Output the line containing "point: carrot chunk" and all subsequent lines of the listing below, copied exactly, with no other lines.

▸ **SUPPLIED INFORMATION**:
------------------------------

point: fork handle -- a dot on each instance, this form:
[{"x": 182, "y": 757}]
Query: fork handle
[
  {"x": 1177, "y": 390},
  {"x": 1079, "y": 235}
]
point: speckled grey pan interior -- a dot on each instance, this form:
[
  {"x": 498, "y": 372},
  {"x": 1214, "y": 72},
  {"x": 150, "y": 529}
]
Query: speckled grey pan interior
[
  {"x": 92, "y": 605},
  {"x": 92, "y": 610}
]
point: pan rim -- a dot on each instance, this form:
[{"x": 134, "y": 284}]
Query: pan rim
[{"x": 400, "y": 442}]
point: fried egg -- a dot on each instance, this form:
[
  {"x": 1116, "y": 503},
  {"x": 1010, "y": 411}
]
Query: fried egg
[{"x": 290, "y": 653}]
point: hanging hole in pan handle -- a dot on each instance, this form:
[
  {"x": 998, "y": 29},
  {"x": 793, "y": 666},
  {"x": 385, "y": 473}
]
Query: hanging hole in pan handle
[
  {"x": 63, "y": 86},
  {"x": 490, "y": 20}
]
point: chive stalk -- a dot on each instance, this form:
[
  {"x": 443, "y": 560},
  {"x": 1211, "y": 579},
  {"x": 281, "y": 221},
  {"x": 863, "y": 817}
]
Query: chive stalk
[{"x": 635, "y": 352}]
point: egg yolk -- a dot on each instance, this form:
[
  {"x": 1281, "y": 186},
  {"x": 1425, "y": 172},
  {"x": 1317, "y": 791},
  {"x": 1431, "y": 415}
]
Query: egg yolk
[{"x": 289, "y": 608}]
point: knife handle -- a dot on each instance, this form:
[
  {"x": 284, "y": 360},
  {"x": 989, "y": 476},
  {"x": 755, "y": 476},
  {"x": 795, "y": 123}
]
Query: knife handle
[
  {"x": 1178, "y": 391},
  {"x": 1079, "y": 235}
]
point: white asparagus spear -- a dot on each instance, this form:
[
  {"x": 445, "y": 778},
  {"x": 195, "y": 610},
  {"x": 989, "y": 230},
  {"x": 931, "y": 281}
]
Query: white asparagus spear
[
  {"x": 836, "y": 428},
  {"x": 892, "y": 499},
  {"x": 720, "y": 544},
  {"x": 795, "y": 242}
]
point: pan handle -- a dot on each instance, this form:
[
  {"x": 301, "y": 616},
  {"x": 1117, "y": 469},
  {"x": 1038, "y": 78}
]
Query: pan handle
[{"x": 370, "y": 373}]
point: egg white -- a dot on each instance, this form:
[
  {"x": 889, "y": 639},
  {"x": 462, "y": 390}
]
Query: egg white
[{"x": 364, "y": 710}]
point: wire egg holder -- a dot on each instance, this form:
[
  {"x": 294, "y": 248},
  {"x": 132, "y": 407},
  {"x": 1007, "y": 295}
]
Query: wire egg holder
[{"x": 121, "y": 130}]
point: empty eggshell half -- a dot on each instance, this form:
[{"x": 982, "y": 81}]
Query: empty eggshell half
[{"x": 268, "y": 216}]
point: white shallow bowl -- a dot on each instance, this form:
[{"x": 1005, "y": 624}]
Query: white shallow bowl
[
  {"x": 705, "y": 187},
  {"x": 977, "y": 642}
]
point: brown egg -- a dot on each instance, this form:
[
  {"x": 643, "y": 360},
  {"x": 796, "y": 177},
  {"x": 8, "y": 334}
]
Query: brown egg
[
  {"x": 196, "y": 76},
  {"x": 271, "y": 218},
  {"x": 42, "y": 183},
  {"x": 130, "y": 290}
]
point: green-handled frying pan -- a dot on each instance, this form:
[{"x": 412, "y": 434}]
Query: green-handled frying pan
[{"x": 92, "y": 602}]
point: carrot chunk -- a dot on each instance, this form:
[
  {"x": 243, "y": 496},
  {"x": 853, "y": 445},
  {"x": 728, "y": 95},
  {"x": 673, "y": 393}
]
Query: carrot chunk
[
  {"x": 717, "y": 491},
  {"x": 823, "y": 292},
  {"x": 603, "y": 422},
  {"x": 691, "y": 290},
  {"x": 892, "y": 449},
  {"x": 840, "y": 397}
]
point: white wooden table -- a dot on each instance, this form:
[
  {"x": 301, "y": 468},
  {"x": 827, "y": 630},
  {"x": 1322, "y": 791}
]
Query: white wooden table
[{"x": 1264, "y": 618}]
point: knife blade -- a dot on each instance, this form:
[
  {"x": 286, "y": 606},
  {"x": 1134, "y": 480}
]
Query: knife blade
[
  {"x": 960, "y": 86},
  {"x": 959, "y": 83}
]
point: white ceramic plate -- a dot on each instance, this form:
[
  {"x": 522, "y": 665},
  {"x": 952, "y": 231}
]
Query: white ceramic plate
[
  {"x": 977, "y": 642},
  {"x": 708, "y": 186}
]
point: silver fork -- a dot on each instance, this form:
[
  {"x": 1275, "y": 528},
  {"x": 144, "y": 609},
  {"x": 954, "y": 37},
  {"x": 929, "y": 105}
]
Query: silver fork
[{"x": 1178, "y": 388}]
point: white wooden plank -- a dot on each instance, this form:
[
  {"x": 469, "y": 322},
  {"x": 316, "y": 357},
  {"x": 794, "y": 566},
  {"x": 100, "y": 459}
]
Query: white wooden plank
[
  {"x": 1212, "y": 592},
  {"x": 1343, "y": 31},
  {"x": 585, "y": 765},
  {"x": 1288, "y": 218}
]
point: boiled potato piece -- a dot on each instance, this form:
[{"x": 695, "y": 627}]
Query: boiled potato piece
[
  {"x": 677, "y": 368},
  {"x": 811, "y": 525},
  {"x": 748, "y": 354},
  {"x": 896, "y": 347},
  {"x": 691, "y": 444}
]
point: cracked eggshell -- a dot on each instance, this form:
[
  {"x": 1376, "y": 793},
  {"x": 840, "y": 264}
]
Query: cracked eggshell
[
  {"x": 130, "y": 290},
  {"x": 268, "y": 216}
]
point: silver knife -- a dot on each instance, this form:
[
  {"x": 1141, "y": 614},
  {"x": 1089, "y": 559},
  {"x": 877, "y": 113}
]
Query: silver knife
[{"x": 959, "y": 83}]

------------------------------

▸ **COMPLETE RESPONSE**:
point: carrot chunk -- a dot on each instance, this form:
[
  {"x": 243, "y": 496},
  {"x": 853, "y": 445},
  {"x": 728, "y": 95},
  {"x": 673, "y": 393}
]
Query: carrot chunk
[
  {"x": 717, "y": 491},
  {"x": 823, "y": 292},
  {"x": 603, "y": 422},
  {"x": 691, "y": 290},
  {"x": 892, "y": 449},
  {"x": 840, "y": 397}
]
point: white wooden table -- a dot on each instance, this form:
[
  {"x": 301, "y": 468},
  {"x": 827, "y": 630},
  {"x": 1322, "y": 791}
]
Query: white wooden table
[{"x": 1264, "y": 618}]
point: knife blade -- a dot on each instance, this form:
[
  {"x": 286, "y": 606},
  {"x": 1134, "y": 480}
]
Query: knife blade
[
  {"x": 960, "y": 86},
  {"x": 959, "y": 83}
]
point: white ceramic plate -- a dot on each instance, this form:
[
  {"x": 522, "y": 665},
  {"x": 952, "y": 231}
]
Query: white ceramic plate
[
  {"x": 977, "y": 642},
  {"x": 708, "y": 186}
]
point: silver fork -- a dot on each instance, this form:
[
  {"x": 1275, "y": 528},
  {"x": 144, "y": 609},
  {"x": 954, "y": 37},
  {"x": 929, "y": 105}
]
Query: silver fork
[{"x": 1178, "y": 388}]
point: white wooden plank -- a dot on each instance, this form:
[
  {"x": 469, "y": 322},
  {"x": 316, "y": 357},
  {"x": 794, "y": 566},
  {"x": 100, "y": 459}
]
Query: white wooden plank
[
  {"x": 1212, "y": 592},
  {"x": 1343, "y": 31},
  {"x": 585, "y": 765},
  {"x": 1288, "y": 218}
]
point: boiled potato piece -- a dot on each instance, this form:
[{"x": 695, "y": 627}]
Query: boiled potato piece
[
  {"x": 677, "y": 368},
  {"x": 811, "y": 525},
  {"x": 748, "y": 354},
  {"x": 896, "y": 347},
  {"x": 691, "y": 444}
]
point: cracked eggshell -- a dot on each instance, this form:
[
  {"x": 1376, "y": 793},
  {"x": 840, "y": 264}
]
Query: cracked eggshell
[
  {"x": 130, "y": 290},
  {"x": 268, "y": 216}
]
point: silver knife -- a dot on each instance, this form:
[
  {"x": 1141, "y": 614},
  {"x": 1089, "y": 559},
  {"x": 877, "y": 113}
]
Query: silver knife
[{"x": 959, "y": 83}]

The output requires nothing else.